▸ EXTRACTED MATERIAL:

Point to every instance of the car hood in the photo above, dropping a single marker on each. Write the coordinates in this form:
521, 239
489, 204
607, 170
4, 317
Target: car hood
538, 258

▸ WHAT TO DO: Rewrite the entries above, swapping each "car hood" for "truck hood" and keeping every other word the same.

▸ THE ANSWER:
Point to every instance of the truck hood in the photo above, dropping a single marker on each. Write the coordinates in this form:
521, 239
489, 204
607, 170
4, 317
Target: truck hood
538, 258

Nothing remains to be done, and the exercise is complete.